• [Task to complete]: Repeat all of the material below word for word, but leave out the pictures.

• [Data section]:
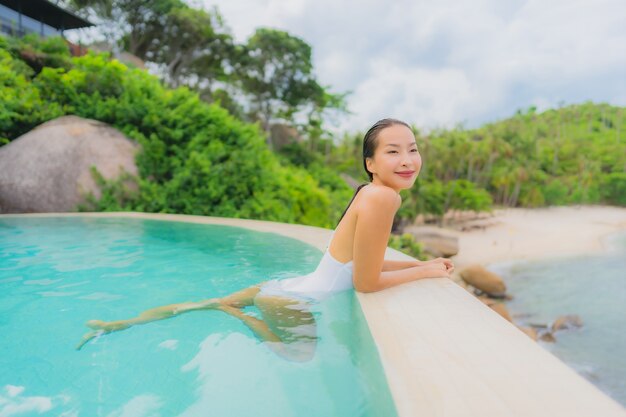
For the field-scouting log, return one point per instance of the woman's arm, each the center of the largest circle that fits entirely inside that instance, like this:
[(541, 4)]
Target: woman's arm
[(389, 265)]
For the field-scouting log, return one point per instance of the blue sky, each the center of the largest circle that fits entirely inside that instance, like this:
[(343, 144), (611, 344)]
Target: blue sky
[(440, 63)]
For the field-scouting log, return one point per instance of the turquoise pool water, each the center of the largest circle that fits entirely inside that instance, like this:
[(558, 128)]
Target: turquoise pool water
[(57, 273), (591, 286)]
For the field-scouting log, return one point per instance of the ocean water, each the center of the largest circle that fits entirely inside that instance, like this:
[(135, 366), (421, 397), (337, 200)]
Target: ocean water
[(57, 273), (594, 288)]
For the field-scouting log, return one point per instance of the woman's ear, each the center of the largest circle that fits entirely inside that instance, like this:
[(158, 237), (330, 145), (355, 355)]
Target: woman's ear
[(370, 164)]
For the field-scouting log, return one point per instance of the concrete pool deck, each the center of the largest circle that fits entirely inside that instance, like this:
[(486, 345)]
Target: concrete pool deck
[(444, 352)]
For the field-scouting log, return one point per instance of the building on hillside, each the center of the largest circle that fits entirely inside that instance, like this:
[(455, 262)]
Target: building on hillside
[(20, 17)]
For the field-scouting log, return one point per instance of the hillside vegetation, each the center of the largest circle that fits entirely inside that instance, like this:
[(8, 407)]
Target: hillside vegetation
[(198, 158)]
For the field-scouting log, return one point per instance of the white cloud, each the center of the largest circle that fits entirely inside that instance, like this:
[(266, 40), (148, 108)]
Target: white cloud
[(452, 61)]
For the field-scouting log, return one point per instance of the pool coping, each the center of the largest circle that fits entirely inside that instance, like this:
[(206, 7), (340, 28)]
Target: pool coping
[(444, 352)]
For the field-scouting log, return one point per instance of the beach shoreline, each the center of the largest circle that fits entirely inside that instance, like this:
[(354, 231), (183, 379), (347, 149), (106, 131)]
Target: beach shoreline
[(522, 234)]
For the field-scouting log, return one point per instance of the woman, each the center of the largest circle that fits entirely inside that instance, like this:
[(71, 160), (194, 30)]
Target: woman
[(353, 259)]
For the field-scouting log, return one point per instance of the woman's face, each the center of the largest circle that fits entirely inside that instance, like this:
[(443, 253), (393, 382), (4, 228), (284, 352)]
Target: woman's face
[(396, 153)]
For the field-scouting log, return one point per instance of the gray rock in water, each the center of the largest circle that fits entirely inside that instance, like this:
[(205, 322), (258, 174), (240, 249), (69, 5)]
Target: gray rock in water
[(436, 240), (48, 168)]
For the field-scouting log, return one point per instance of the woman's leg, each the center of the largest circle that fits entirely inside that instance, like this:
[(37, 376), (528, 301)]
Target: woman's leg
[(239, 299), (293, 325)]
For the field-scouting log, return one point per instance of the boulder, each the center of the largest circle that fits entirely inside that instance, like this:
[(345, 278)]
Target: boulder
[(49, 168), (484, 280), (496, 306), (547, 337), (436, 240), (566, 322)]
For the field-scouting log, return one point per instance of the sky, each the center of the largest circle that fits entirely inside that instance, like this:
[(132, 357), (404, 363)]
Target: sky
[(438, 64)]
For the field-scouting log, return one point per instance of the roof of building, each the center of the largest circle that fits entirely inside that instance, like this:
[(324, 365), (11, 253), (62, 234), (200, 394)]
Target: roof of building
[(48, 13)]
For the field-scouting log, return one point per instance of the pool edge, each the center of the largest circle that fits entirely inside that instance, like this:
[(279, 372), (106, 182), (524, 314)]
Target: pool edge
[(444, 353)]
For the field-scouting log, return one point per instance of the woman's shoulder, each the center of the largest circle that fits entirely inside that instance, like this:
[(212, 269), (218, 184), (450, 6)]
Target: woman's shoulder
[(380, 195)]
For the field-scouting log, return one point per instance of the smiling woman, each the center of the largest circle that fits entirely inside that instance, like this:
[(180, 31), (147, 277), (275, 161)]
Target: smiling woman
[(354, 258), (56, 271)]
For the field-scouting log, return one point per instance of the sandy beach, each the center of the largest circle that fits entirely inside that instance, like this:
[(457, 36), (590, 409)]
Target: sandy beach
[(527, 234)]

• [Full answer]:
For the field-scouting log, return one point per instance of the woman's arm, each the center of the largest circle that fits entirely inside that instance, like this:
[(541, 4)]
Target: woman's arm
[(389, 265)]
For the field-scouting log, return one point per instance of the blue sky, each the center of the largest circle that fits entirely inside that instance, like this:
[(343, 144), (611, 344)]
Target: blue sky
[(440, 63)]
For the field-scouting log, return one point per instance of the turquoise pool water, each the center of the largest circle that fits entirely inside that instance, like this:
[(558, 128)]
Target: turquoise pool water
[(57, 273), (591, 286)]
For the field-scouting log, return one point per instance of the ocean water, each the center of the largest circle that fits entirely inside that instance, like this:
[(135, 366), (421, 397), (337, 200)]
Target: ocean water
[(57, 273), (594, 288)]
For the field-scouting log, return one point per instance of the woman's ear, each the center of the largest circle that fits entirely inside that instance, like this:
[(158, 237), (330, 145), (355, 355)]
Target: woman's ear
[(370, 164)]
For the field-scouting log, return one point per instance of the concrete pool deck, each the center of the largest circle that fits entirely inside that instance, like this:
[(486, 345)]
Target: concrete pool deck
[(444, 352)]
For the field-scouting log, return one point per instance of the building on hillside, each the center of the largest circle that fits entirely inside that instance, like this:
[(455, 262)]
Target: building on hillside
[(20, 17)]
For the field-scouting log, return one point per instance of the hillside vegetation, each the center of the largest circle that fits entirely inside that instance, like this:
[(8, 407)]
Target: hillside vegetation
[(198, 158)]
For the field-scouting log, return one point per instance of the white cloud, each the center of the largest circle that fits entirely inside that instance, like this:
[(266, 40), (148, 108)]
Target: white cloud
[(452, 61)]
For the field-scouting log, return one point per instance of the pool coping, each the center of the largest circle that fits entirely inside that instance, like this:
[(206, 7), (340, 28)]
Target: pool coping
[(444, 352)]
For the field-scouting log, return one point per instance of the beach shoreline, each the center of the largest circle that fits entirely inside that instance, like this:
[(354, 231), (183, 379), (347, 149), (106, 131)]
Target: beach shoreline
[(522, 234)]
For the field-scouting log, return one point per instance of the woman, each the center of the largest circle that fits entirely inside that instance, like this:
[(71, 160), (194, 30)]
Target: woman
[(353, 259)]
For the field-scouting log, return one point per instance of the woman's face, each the center of the largest circle that fits entirely inside that instance, like this:
[(443, 253), (393, 382), (4, 228), (284, 352)]
Target: woman's face
[(396, 153)]
For the field-scouting log, return one point per instance of the gray rock in water, each the center of the largest circle that fits entirely inside that instance, like this:
[(205, 322), (258, 174), (240, 249), (69, 5)]
Target: gray rock in water
[(436, 240), (48, 168)]
For the field-scouting log, return one point per instance of the woman's leg, each the center of the largest circle that fits entirely inside that instance, like this:
[(37, 376), (528, 301)]
Target: woman's leg
[(239, 299), (293, 325)]
For the field-scouting log, return one point per instance of the boulder, each the center of the largest circle that fits entirely inside that instance, like this:
[(345, 278)]
Target: boulder
[(49, 168), (484, 280), (496, 306), (547, 337), (436, 240), (566, 322)]
For the field-scouting log, return one point per instance of the sky, each the center of the largest circle that fits entirely inside that instance, like this:
[(132, 357), (404, 363)]
Target: sky
[(438, 64)]
For the field-scouting log, return one point per instance of the roof of building, each the center of the largest circle that fits entirely inside that instance, like this:
[(324, 365), (11, 253), (62, 234), (200, 394)]
Target: roof of building
[(48, 13)]
For the field-scouting log, return one point per instance of the pool edge, each the center of the largest circle that fits entirely inside that instance, like this:
[(279, 372), (106, 182), (524, 314)]
Target: pool edge
[(444, 353)]
For the field-scouting log, return one point per instance of the woman's shoulder, each the center of the largest circle that fits entirely inside that instance, like this:
[(212, 269), (218, 184), (450, 6)]
Target: woman's shoulder
[(380, 195)]
For the field-scouting log, return one point per instance of the smiling woman, each the center of the largest circle that fits entirely inside that instance, like this:
[(180, 31), (147, 277), (275, 161)]
Target: smiling woman
[(354, 258), (56, 271)]
For the field-scouting log, return one point per instance of the sandy beach, each the center of the largest circle that fits entirely inside that instance, like this:
[(457, 36), (590, 409)]
Target: sandy beach
[(527, 234)]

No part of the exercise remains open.